*** Supplied information ***
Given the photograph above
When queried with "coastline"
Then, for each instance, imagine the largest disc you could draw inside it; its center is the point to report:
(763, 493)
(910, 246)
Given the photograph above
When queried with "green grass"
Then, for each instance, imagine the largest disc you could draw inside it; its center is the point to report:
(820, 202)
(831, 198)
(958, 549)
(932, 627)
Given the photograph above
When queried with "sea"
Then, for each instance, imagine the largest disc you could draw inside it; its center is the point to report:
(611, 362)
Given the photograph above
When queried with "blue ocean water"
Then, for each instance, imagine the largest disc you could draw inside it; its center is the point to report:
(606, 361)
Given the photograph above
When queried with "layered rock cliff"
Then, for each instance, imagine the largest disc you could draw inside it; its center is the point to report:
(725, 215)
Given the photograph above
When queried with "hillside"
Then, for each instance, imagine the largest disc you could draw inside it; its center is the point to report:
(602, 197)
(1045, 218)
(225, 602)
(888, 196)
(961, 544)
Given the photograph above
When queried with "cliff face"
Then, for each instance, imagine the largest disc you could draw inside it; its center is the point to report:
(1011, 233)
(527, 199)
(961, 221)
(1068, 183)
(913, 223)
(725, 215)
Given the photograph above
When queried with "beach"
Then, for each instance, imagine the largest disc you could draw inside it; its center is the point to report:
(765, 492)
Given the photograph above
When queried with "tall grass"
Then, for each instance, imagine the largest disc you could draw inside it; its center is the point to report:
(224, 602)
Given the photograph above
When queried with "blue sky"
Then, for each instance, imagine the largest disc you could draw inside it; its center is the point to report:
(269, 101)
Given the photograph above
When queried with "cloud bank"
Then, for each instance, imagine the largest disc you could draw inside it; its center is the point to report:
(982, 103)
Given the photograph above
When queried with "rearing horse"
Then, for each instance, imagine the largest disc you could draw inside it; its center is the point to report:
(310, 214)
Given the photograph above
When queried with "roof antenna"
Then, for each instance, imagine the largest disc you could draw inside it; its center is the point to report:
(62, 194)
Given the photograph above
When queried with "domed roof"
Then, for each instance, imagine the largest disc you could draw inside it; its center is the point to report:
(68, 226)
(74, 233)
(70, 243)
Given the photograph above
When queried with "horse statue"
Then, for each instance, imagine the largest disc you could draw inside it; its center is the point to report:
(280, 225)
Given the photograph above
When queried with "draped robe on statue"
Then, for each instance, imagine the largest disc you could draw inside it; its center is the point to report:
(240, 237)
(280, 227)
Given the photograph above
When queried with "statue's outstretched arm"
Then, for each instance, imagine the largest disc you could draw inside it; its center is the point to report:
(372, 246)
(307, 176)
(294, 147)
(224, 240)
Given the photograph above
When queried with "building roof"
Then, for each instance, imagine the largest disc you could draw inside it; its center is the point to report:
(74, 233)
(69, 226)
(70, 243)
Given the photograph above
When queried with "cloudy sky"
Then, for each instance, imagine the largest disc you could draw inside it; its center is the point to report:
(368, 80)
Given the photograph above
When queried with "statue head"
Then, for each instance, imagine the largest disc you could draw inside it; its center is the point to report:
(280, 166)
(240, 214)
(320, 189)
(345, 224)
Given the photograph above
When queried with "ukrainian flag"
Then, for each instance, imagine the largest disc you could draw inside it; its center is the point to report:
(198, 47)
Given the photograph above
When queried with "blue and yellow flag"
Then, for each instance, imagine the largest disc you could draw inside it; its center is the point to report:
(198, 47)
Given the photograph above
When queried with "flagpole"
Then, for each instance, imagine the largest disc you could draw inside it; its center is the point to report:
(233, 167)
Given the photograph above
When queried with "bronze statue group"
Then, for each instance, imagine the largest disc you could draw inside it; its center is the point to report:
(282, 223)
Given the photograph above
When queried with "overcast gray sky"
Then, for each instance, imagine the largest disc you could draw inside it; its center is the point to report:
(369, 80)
*** End of Supplied information ***
[Task description]
Reproduce the records above exactly, character for character.

[Finished task]
Given the photograph above
When queried with "coastline"
Then, for each instance, imagine the largest disc you could draw inside it; its center is the point to report:
(763, 493)
(910, 246)
Given the photograph above
When queried with "green grass"
Then, for each instance, imagine the largest disc you could draw inside it; its center is the point to report:
(820, 202)
(831, 198)
(958, 549)
(932, 627)
Given the photograph above
When queried with "sea"
Then, for each instance, imagine the largest disc you could draw inside it; its center is the point to report:
(611, 362)
Given the photograph above
When queried with "blue ocean water"
Then, for each instance, imagine the largest disc you could draw inside it; its center is the point to report:
(606, 361)
Given the photograph above
When queried with "layered rock cliff"
Then, for each instance, imagine the largest disc you could draw inside it; its center is the point to report:
(725, 215)
Given the photograph above
When queried with "hillside"
Then, for each instance, imagine the largest disc you could draw inside it; its center is the point to report:
(602, 197)
(1045, 218)
(225, 602)
(888, 196)
(961, 544)
Given the photograph above
When queried with "cliff face"
Then, for each instance, imagine the largest disc you could draw inside it; its center is the point to report:
(1011, 233)
(527, 199)
(961, 221)
(1068, 183)
(913, 223)
(725, 215)
Given the photograph above
When queried with "beach"
Then, for each instance, imagine the largest disc you could draw inside it; its center is the point to report:
(765, 492)
Given the photograph above
When queried with "tall grass"
Then, for each instance, imagine the largest disc you could draw inside it; its center is the point to report:
(224, 602)
Given the photograph above
When queried with "blue sky"
Then, for each instance, imagine the largest disc you could draw inside it; its center is the point to report:
(269, 101)
Given the photograph above
When queried with "cloud bank"
Then, for each instance, imagine the largest disc you could draw inside it; its center is the point to report:
(982, 103)
Given the photograph above
When queried with "rearing horse"
Then, for each instance, imagine the largest disc you could draw inside it; its center is the point to report:
(310, 214)
Given the photograph above
When queried with "roof antenna"
Then, for each instance, imagine the largest disc you could draw inside it; its center is the point to report:
(62, 194)
Given the photograph above
When queried with "domed roof"
Then, for each instance, imagine the largest disc you could draw inside it; its center is the point to report:
(68, 226)
(74, 233)
(70, 243)
Given the photograph above
When queried with "horse statue"
Then, for each instance, imagine the largest disc you could draw inside it; its center is the point to report:
(280, 225)
Given the photograph above
When queried with "draped robe on statue"
Then, for each instance, imagine the largest disc you could draw inside it; its center is the point to report:
(240, 237)
(280, 227)
Given the photograph above
When queried with "statue's outstretched arm"
Then, for each instance, imagine the largest disc you could draw inside it; its center is the point to report:
(372, 246)
(307, 176)
(294, 147)
(224, 240)
Given the photograph above
When queried with "building roof"
Then, for each instance, imagine the largest disc you could draw inside it; its center is the point to report:
(74, 233)
(69, 226)
(70, 243)
Given the photograph above
When queried with "cloudy sky"
Then, for each instance, imagine the largest disc you could draw inside it; its center is the point to report:
(368, 80)
Given the photograph above
When queried with "statue head"
Then, for each instance, imagine the largest disc you could draw inside it; its center is the point to report:
(280, 166)
(240, 214)
(320, 189)
(345, 224)
Given the photograph above
When queried with "ukrainian flag"
Then, for each instance, imagine the largest disc you could draw inside it; its center is the point to report:
(198, 47)
Given the photograph above
When queried with "blue and yellow flag"
Then, for each instance, imagine the largest disc you could draw inside it; its center is the point to report:
(198, 47)
Given the photograph above
When queried with "flagpole"
Then, for each instance, imagine the largest disc you could draw inside it; its center is the point to report:
(233, 167)
Given the photograph above
When queried with "bronze statue group"
Then, for each instance, imagine the largest disc you could draw inside it; its center is the point to report:
(282, 223)
Given the photograph above
When queried with "overcast gray sky"
Then, for each instance, imagine the largest disc you could draw inside it; its center is the point to report:
(369, 80)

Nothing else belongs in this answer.